→ SUPPLIED RECORDS
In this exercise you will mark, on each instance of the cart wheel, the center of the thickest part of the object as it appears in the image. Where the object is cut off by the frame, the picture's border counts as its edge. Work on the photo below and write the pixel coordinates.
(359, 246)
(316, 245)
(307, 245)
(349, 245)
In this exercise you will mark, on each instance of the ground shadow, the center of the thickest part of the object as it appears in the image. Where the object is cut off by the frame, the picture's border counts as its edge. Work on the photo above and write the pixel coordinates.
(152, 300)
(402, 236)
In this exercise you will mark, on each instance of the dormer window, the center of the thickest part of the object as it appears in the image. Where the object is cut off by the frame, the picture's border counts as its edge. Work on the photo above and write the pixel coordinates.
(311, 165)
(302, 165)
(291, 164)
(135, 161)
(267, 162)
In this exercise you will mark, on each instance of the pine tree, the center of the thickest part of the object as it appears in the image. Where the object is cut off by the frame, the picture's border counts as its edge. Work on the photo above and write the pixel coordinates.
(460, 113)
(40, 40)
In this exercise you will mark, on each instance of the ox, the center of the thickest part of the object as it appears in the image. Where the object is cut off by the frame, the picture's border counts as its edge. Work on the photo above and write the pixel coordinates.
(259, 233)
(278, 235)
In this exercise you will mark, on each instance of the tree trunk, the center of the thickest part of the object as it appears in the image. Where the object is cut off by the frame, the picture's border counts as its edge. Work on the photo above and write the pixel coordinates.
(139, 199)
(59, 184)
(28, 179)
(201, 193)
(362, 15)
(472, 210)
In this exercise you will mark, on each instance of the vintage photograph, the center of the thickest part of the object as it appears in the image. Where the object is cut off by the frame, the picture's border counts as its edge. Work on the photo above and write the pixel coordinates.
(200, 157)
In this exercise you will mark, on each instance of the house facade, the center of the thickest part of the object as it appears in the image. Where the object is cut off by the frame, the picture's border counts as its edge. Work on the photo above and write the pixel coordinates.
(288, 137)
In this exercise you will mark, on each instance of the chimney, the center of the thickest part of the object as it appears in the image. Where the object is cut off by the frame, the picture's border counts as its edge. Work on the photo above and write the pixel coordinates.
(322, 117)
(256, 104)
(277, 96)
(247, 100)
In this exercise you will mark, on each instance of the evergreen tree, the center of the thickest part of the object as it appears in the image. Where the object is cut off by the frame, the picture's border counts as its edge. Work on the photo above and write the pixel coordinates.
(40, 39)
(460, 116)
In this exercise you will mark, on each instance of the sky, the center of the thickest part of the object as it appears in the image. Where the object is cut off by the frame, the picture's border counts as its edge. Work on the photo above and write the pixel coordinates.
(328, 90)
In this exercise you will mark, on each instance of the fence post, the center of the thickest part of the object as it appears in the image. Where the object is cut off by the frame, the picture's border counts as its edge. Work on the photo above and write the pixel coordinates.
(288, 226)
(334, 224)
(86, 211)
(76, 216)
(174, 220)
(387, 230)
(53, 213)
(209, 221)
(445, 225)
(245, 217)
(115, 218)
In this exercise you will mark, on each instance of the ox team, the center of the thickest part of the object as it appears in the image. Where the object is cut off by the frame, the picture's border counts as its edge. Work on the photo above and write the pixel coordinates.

→ EXERCISE
Write out again, unchanged, every line from the line containing "the sky, the" to the final line of the material above.

→ RESPONSE
In this exercise you will mark, on each instance of the sky, the center of the thickest part of the object as it appears in the image. Where the object is cut off by the frame, the picture's border counts as its edge. Work on the photo above and write the pixel coordinates.
(328, 90)
In this exercise you will mark, on each instance of the fence post, the center of the thickest part of the object as it appears in the image. Where the object is cut off by the frame, the picture's border counts as its edge. Work on the photo above and write the pixel coordinates.
(288, 226)
(334, 224)
(86, 211)
(76, 216)
(174, 220)
(387, 230)
(53, 213)
(209, 221)
(445, 225)
(245, 217)
(115, 218)
In this exercise you will mark, on each instance of the ox team, the center of the thickest part of the object as it appears in the image. Where the object is cut off by the frame, the picture's border counts as its edge. Work on the photo above and write the pixel coordinates.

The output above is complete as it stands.